[Start of PROVIDED DATA]

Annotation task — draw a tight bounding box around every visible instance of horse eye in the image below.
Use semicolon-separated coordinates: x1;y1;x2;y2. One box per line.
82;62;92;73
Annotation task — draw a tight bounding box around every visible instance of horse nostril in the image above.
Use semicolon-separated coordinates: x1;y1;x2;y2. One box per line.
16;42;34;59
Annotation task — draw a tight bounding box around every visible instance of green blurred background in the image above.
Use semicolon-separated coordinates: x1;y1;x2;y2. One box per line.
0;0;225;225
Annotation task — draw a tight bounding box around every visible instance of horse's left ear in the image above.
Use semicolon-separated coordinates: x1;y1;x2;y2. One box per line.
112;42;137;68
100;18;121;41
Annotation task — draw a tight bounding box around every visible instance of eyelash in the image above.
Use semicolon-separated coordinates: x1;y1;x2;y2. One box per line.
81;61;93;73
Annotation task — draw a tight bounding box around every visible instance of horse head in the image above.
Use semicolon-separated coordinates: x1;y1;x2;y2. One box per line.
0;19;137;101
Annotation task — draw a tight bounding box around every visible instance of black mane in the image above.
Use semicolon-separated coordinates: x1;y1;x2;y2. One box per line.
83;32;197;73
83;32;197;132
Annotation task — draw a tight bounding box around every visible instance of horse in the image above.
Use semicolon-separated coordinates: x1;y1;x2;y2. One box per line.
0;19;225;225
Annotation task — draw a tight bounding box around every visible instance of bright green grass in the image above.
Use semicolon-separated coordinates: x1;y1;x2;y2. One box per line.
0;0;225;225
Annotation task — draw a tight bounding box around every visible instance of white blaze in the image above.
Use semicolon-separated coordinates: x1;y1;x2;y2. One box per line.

[End of PROVIDED DATA]

[AIM OF THE EXERCISE] Give the lines from the one containing "background in the image above." through the end of the entries again, exactly as written and with no other lines.

[ANSWER]
Annotation task — draw a tight bounding box around every visible instance of green blurred background in the image above.
Use semicolon-separated coordinates: x1;y1;x2;y2. One box per line.
0;0;225;225
Annotation task — draw a tight bounding box around every visible instance of horse's left ear in the image above.
Use semicolon-separated coordinates: x1;y1;x2;y2. One box per line.
112;42;137;68
100;18;121;41
Annotation task — draw a tight bounding box around every visible instance of eyelash in the image above.
Use semicolon-separated coordinates: x1;y1;x2;y2. One box per line.
81;61;93;73
Annotation task — draw a tight bounding box around every visible instance of horse head in the image above.
Use semicolon-separated coordinates: x1;y1;x2;y2. One box per line.
0;19;137;101
Annotation task — draw a tight bounding box around every visible instance of black mane in the image above.
Use semicolon-separated coordinates: x1;y1;x2;y2. One box per line.
83;32;197;73
83;32;197;132
Annotation task — draw a tight bounding box around every visible instance of horse in the image above.
Use semicolon-separated coordinates: x1;y1;x2;y2. One box per line.
0;19;225;225
Annotation task — draw a tight bounding box around every visible instance of bright green grass in the image above.
Use semicolon-separated coordinates: x1;y1;x2;y2. One box per line.
0;0;225;225
Annotation task — draw a tight bounding box around every visible instance of white blaze in the image above.
Use semicolon-separated coordinates: x1;y1;x2;y2. One box per line.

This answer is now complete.